What the exercise asks:
Each line of the records containing "reflective" is to be copied out and returned.

Exercise input:

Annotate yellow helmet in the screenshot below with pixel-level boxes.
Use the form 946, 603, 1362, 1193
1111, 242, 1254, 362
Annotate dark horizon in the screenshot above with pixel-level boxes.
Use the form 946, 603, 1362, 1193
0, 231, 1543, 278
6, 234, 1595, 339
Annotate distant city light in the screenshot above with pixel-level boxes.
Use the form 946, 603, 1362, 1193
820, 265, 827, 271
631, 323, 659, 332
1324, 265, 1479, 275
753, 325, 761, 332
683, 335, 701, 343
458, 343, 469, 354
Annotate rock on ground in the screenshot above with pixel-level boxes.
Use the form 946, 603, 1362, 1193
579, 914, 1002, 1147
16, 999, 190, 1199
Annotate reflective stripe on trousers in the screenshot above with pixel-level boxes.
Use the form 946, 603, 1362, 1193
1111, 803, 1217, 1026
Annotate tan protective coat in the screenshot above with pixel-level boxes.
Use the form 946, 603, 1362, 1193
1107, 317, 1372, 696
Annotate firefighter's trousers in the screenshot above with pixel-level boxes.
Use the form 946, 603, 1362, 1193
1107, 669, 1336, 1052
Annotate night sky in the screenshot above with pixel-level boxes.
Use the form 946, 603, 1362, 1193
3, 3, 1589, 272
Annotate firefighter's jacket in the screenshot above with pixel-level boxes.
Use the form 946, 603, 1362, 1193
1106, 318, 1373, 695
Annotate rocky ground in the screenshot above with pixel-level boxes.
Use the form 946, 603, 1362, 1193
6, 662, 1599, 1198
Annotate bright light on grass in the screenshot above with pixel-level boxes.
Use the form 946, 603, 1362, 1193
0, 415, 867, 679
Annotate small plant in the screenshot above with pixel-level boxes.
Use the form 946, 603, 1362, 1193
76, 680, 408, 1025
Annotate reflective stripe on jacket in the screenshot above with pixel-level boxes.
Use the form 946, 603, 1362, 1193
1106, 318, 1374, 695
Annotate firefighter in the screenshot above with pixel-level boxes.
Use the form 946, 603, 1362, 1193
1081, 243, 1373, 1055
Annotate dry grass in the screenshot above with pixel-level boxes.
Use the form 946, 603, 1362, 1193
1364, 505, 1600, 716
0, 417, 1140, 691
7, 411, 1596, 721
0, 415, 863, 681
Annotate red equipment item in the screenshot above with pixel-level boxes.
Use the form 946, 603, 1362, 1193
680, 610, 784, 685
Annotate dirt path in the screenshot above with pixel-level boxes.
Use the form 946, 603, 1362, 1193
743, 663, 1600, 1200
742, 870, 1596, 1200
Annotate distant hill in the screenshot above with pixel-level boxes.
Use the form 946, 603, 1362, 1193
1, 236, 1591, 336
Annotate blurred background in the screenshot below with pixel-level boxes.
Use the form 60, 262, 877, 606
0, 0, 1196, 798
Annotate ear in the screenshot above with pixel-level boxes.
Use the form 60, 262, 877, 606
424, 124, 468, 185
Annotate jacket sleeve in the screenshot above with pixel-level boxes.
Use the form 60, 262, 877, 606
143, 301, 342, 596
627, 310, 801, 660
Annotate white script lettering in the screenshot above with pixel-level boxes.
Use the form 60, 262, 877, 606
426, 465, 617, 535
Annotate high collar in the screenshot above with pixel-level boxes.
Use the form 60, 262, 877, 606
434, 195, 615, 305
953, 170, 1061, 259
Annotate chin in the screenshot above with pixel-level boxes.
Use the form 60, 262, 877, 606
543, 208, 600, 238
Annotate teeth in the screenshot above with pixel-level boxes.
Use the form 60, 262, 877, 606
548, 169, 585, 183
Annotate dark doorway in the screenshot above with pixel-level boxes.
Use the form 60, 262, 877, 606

* * *

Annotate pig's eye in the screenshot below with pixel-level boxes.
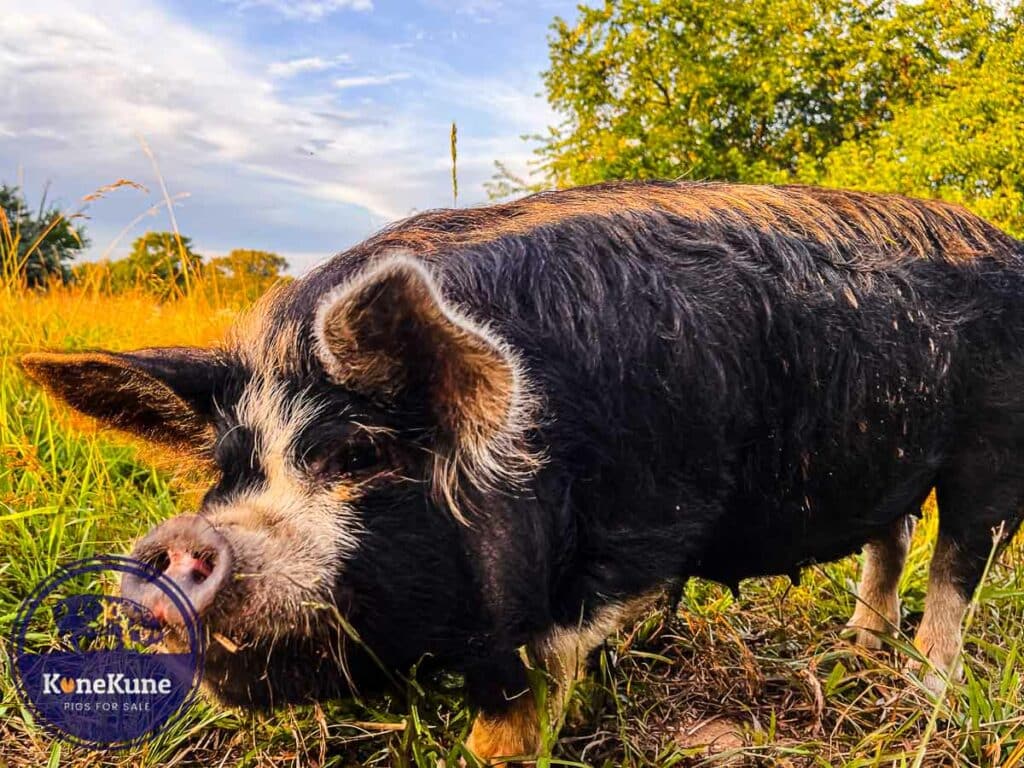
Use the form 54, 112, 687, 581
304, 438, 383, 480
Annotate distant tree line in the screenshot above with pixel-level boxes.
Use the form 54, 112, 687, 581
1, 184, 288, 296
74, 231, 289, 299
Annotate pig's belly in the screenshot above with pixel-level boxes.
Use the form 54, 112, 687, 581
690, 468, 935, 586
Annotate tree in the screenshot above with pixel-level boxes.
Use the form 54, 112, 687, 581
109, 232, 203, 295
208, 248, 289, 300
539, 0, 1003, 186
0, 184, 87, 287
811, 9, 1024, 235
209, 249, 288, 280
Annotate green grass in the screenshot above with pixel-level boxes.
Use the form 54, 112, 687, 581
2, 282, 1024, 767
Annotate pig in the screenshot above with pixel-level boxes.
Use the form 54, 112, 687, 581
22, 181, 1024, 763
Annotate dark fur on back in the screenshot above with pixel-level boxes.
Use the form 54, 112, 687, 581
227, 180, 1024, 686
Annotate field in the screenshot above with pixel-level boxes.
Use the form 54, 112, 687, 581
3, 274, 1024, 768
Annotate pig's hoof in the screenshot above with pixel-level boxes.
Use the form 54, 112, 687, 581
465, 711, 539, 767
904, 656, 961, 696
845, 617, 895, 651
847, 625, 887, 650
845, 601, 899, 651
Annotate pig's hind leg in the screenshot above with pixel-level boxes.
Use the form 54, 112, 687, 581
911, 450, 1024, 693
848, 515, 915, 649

Result:
Annotate reflective stripe on trousers in the screenshot above with pixel-level boxes.
Annotate reflective stripe on jacket in the screenshot above with pixel-level boxes.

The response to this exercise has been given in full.